In October, I wrote about the case of Tyler G. McNeely. To briefly refresh your memory, McNeely was pulled over for speeding in Cape Girardeau, Missouri. Officers suspected McNeely of driving under the influence. After refusing to submit to a chemical test, officers drove McNeely to the hospital to have blood forcibly withdrawn.
Half the states allow warrantless blood withdrawal in routine DUI cases.
The blood test showed that McNeely was over the legal limit. The Missouri Supreme Court ruled that that the officers were “not justified” in forcibly withdrawing McNeely’s blood because it was not an “emergency” and should have obtained a warrant before the withdrawal. Prosecutors appealed to the United States Supreme Court arguing that officers should be allowed to forcibly withdraw blood because the alcohol in blood can disappear by the time a warrant can be obtained thereby making it an emergency. The United Supreme Court decided to hear the case and on April 17, 2013 came to a decision.
Drum roll please…
The court held that the officers in McNeely’s case should have obtained a warrant before withdrawing his blood.
Justice Sonia Sotomayor wrote for the majority with Justices Antonin Scalia, Ruth Bader Ginsburg, Elena Kagan, and Anthony M. Kennedy joining. The majority held that the withdrawal of a DUI suspect’s blood without a warrant and without consent constituted an illegal search in violation of McNeely’s Fourth Amendment right against unreasonable searches and seizures.
Justice Sotomayor wrote, “We hold that in drunk-driving investigations, the natural dissipation of alcohol in the bloodstream does not constitute an exigency in every case sufficient to justify conducting a blood test without a warrant.”

# [SET OF TASKS]
1/ Rewrite the paragraph of the piece on the McNeely blood-test case that begins "The blood test showed" as a short bulleted list that keeps its main facts.
2/ From the piece on the McNeely blood-test case, copy word for word the stretch from "The blood test" through "to a decision.".
3/ Keep writing the piece on the McNeely blood-test case, picking up after its last sentence.

# [DATA PROVIDED]
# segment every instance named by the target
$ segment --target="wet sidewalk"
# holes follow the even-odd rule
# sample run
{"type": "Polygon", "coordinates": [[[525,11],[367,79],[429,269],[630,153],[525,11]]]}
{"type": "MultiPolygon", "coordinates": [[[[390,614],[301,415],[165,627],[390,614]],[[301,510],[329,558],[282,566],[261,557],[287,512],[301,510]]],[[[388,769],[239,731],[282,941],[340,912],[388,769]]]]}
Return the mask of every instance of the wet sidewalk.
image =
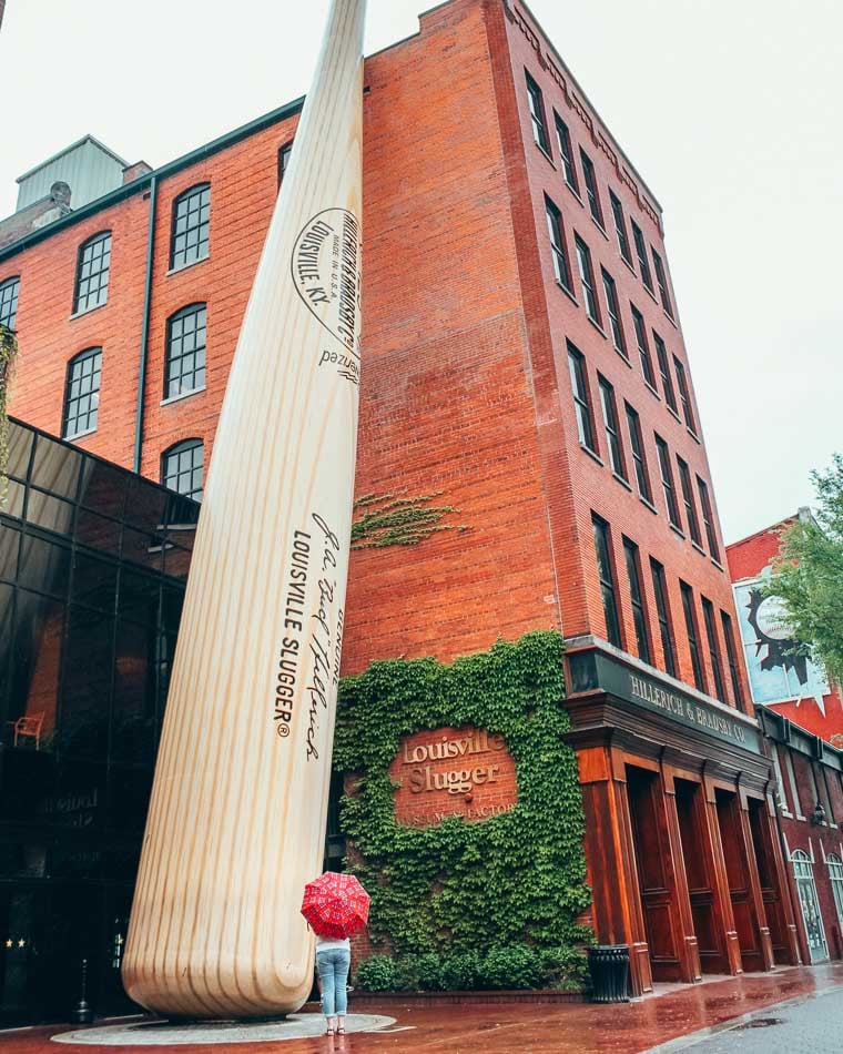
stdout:
{"type": "MultiPolygon", "coordinates": [[[[677,1036],[710,1028],[753,1013],[782,1000],[811,997],[843,986],[843,963],[813,967],[779,969],[772,974],[746,974],[738,979],[710,980],[698,985],[662,985],[647,999],[610,1006],[558,1003],[437,1003],[413,1004],[412,1000],[355,1000],[353,1014],[379,1014],[395,1018],[383,1032],[356,1032],[344,1037],[321,1036],[285,1042],[189,1044],[159,1046],[179,1054],[640,1054],[677,1036]]],[[[79,1026],[75,1026],[77,1028],[79,1026]]],[[[0,1032],[3,1054],[70,1054],[73,1046],[59,1046],[50,1037],[74,1026],[54,1025],[0,1032]]],[[[92,1037],[91,1037],[92,1038],[92,1037]]],[[[90,1043],[90,1041],[89,1041],[90,1043]]],[[[141,1054],[148,1045],[75,1046],[82,1054],[141,1054]]]]}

# [WRITTEN RESPONSES]
1/
- McNeely's blood test showed he was over the legal limit.
- The Missouri Supreme Court ruled that the forced blood withdrawal was not justified. It said there was no emergency, so officers should have gotten a warrant first.
- Prosecutors appealed to the U.S. Supreme Court. They argued that alcohol in the blood can disappear before a warrant is obtained, which makes it an emergency.
- The U.S. Supreme Court agreed to hear the case and decided it on April 17, 2013.

2/
The blood test showed that McNeely was over the legal limit. The Missouri Supreme Court ruled that that the officers were “not justified” in forcibly withdrawing McNeely’s blood because it was not an “emergency” and should have obtained a warrant before the withdrawal. Prosecutors appealed to the United States Supreme Court arguing that officers should be allowed to forcibly withdraw blood because the alcohol in blood can disappear by the time a warrant can be obtained thereby making it an emergency. The United Supreme Court decided to hear the case and on April 17, 2013 came to a decision.

3/
This is not to say that in some cases exigency could be determined by other factors. While the court did not set a bright line rule, it did affirm the long standing “totality of circumstances” test which essentially means that the requirement of a warrant will continue to be determined on a case-by-case basis. The court’s failure to set a bright line rule led Chief Justice John Roberts to comment in his concurrence, “A police officer reading this court’s opinion would have no idea, no idea, what the Fourth Amendment requires of him, once he decides to obtain a blood sample from a drunk driving suspect who has refused a breathalyzer test.”
Essentially the Court acknowledged that officers cannot sidestep the oversight of a neutral judge when searching the thing we hold most private; our bodies. The practical effect of the ruling will be that law enforcement agencies will likely have to accelerate the warrant process without circumventing constitutional safeguards.
This is a great decision and I agree with Steven R. Shapiro, the attorney who represented McNeely before the Supreme Court, when he said, “We know from experience that drunk-driving laws can be strictly enforced without abandoning constitutional rights. Today’s decision appropriately recognizes what half the states have already demonstrated – that maintaining highway safety does not require sacrificing person privacy.”